◆ What is asked
Copy each line exactly.

◆ Records for this task

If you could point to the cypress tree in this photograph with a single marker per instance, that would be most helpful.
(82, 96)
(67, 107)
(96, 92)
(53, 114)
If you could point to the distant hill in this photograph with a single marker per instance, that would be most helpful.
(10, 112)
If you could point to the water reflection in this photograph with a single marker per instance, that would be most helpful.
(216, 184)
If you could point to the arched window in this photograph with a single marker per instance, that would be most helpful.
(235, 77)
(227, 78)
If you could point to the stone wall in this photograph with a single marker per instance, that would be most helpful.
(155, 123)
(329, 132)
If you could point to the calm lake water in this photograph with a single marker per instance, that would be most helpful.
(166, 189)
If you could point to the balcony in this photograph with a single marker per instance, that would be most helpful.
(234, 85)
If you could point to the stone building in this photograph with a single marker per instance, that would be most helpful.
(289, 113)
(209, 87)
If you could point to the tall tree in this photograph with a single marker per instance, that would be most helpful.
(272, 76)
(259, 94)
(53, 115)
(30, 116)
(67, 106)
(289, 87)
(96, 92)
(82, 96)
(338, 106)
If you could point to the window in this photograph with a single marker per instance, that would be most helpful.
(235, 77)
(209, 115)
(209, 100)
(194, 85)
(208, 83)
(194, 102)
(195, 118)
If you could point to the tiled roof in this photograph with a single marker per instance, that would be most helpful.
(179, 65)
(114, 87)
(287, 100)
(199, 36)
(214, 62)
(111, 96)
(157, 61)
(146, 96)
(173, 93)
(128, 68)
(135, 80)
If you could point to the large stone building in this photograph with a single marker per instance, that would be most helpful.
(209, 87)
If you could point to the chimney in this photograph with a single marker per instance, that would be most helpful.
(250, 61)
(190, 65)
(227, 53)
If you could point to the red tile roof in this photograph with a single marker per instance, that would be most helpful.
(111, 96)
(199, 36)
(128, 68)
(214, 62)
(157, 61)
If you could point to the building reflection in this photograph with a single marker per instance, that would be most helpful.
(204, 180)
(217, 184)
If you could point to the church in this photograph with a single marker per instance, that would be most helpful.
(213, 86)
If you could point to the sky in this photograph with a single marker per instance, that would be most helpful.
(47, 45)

◆ Result
If you could point to the cypress tree in this photograph with a single marker per instance, that would be most helpful.
(82, 96)
(67, 107)
(96, 92)
(53, 114)
If you could point to the distant hill in this photograph with a single marker per instance, that would be most helpful.
(10, 112)
If you could point to the water reflection in this photograph with a single marker per instance, that would be most helpful.
(216, 184)
If you could point to the arched window in this photograph with a single marker per instance, that would be most helpful.
(235, 77)
(227, 78)
If you could point to the stone wall in this photograph with a single marker per instance, that would be most helpful.
(155, 123)
(329, 132)
If you could point to the calm lake water in this photograph with a single marker per instance, that would be most helpful.
(166, 189)
If you could point to the balcony in this photograph with a single marker per instance, that would be most helpful.
(234, 85)
If you could point to the stone building in this photograph with a single marker per instance, that would be most helpful.
(289, 113)
(209, 87)
If you could point to the tall tree in this photograph with a single marker per instance, that would be most helpful.
(272, 76)
(259, 94)
(53, 115)
(30, 116)
(67, 106)
(289, 87)
(96, 92)
(82, 96)
(338, 106)
If you could point to the window in this photograph with a single marker per instance, that would be most helpful.
(235, 77)
(209, 115)
(209, 100)
(194, 85)
(208, 83)
(194, 102)
(195, 118)
If you could point to the tiled roof in this photograph with a single marker per instance, that would be most helpful.
(179, 65)
(114, 87)
(287, 100)
(199, 36)
(214, 62)
(111, 96)
(157, 61)
(146, 96)
(173, 93)
(128, 68)
(135, 80)
If you could point to the large stone building in this photograph with a single marker per instance, that would be most helpful.
(209, 87)
If you could point to the chimney in this photograph with a single marker per instance, that would be most helpful.
(250, 61)
(190, 65)
(227, 53)
If you could point to the red tile roof in this photograph with a single marker per instance, that would be most helpful.
(111, 96)
(199, 36)
(128, 68)
(214, 62)
(157, 61)
If you could point to the building reflection in this photograph with a single marker per instance, that would be most helpful.
(204, 180)
(217, 184)
If you could point to the church in this photograph with a single marker per instance, that would be most helpful.
(213, 86)
If you could point to the sky in this photograph with a single marker per instance, that would be most helpful.
(47, 45)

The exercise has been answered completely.